What is expected:
In the lines from the one containing "Target: submerged rock" up to and including the last line of the records, change "exterior ring" to "outer ring" and give those lines again with nothing else altered.

Excerpted records:
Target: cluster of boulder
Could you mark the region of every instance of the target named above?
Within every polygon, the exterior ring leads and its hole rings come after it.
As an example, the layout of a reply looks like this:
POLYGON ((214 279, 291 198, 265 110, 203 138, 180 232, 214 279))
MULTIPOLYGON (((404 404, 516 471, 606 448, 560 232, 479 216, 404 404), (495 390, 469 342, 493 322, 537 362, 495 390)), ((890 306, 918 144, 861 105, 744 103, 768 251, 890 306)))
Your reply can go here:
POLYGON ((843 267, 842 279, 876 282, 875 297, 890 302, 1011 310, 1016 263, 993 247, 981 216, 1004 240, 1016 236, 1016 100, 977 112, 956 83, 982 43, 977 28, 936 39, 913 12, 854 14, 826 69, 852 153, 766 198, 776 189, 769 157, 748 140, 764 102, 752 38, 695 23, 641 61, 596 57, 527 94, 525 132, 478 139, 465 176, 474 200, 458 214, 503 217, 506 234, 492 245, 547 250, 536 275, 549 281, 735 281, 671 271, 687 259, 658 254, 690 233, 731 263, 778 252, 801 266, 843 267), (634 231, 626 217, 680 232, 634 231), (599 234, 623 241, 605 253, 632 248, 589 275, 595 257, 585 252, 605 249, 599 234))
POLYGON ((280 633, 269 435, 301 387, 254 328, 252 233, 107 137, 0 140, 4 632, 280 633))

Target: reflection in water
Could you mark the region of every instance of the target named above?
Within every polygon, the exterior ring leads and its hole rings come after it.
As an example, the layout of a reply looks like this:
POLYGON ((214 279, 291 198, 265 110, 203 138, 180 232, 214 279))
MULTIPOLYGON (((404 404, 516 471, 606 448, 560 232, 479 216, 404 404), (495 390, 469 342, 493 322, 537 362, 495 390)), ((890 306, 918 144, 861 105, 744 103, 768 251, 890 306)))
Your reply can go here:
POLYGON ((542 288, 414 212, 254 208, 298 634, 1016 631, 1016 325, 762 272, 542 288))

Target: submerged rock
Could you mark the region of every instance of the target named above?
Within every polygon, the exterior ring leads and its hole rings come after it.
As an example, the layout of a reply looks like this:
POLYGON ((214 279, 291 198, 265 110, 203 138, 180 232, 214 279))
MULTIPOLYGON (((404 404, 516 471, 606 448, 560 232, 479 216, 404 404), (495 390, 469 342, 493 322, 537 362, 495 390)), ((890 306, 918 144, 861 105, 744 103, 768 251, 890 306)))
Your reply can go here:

Answer to this problem:
Target: submerged rock
Could you mark the region of every instance of the target named above?
Within every polygon, the outer ring leads and its hole rings come after it.
As an example, the layout of a reply looks like this:
POLYGON ((214 279, 291 198, 265 110, 203 138, 180 232, 214 279))
MULTIPOLYGON (((404 404, 516 471, 606 448, 560 232, 479 216, 404 404), (495 390, 469 342, 493 322, 537 362, 495 390)), ((890 306, 918 144, 861 105, 744 103, 768 251, 890 306)))
Your reply can go here:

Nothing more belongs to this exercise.